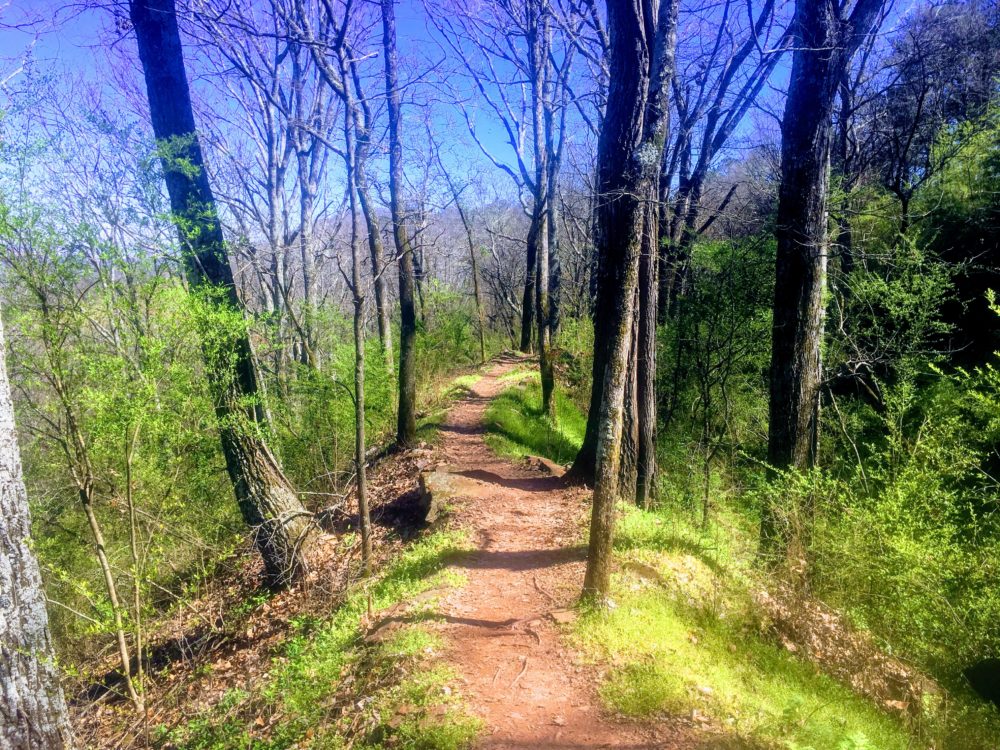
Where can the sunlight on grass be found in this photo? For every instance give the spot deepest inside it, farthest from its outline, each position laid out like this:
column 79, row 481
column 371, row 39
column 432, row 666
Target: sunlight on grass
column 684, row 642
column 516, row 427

= = =

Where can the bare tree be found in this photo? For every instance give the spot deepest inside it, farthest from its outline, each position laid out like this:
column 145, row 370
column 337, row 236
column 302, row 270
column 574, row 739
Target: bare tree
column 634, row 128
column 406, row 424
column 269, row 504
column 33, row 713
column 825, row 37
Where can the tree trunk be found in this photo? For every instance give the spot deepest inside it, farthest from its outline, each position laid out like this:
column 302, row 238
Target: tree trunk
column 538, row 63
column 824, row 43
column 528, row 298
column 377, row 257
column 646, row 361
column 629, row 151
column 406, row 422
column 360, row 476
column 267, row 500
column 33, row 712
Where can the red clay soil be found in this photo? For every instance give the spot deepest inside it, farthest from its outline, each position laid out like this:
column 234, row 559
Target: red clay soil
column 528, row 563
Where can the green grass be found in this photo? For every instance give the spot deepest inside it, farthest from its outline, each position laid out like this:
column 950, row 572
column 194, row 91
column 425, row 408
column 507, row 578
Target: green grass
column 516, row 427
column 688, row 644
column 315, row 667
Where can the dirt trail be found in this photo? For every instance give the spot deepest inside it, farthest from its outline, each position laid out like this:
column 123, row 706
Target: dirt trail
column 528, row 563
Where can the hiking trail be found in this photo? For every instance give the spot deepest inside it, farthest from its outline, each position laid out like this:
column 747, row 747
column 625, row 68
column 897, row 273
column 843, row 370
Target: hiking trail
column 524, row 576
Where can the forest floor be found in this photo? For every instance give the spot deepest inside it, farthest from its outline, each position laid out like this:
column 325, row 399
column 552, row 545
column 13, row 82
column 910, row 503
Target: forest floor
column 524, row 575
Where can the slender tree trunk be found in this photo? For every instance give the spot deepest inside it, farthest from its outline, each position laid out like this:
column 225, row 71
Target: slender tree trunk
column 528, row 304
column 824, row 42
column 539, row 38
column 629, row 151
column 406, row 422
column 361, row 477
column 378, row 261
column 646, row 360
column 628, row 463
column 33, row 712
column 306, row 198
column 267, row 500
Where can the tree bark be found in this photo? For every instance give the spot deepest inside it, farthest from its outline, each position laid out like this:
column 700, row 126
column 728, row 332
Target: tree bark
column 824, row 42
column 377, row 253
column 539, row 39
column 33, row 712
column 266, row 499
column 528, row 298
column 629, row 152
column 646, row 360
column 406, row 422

= = =

* **WORK TASK**
Extract from the listing above the lines between the line containing "Target: red clay soil" and the line containing "column 225, row 71", keeping both of those lines. Output nothing else.

* **WRITTEN REPLY**
Target: red clay soil
column 528, row 563
Where can the green grass be found in this photo? For every instance give the spot deepest inside it, farthest from its outline, each position laid out like this:
column 950, row 572
column 194, row 91
column 425, row 408
column 507, row 578
Target: green grass
column 516, row 427
column 688, row 644
column 315, row 667
Where can the dirt trail be found in this photo? For every instance give the spot deepest inside it, farthest from its outline, each position laid out like this:
column 123, row 706
Target: dirt trail
column 528, row 563
Where can the hiking trail be found in this photo? For every instance give the spot deepest inside it, farthest from its outline, each position laid out like this:
column 747, row 747
column 625, row 68
column 897, row 273
column 843, row 370
Target: hiking trail
column 524, row 576
Where can the forest floor be found in this photo? For every instance give the spot deepest inside it, farthest from its outline, each position laid out like this:
column 325, row 399
column 552, row 545
column 13, row 82
column 910, row 503
Target: forest floor
column 524, row 575
Where can the slender tree trunk be found in this photo? For every instance give the spot deepest inside it, farthest from its outline, each position laid out like this:
column 225, row 71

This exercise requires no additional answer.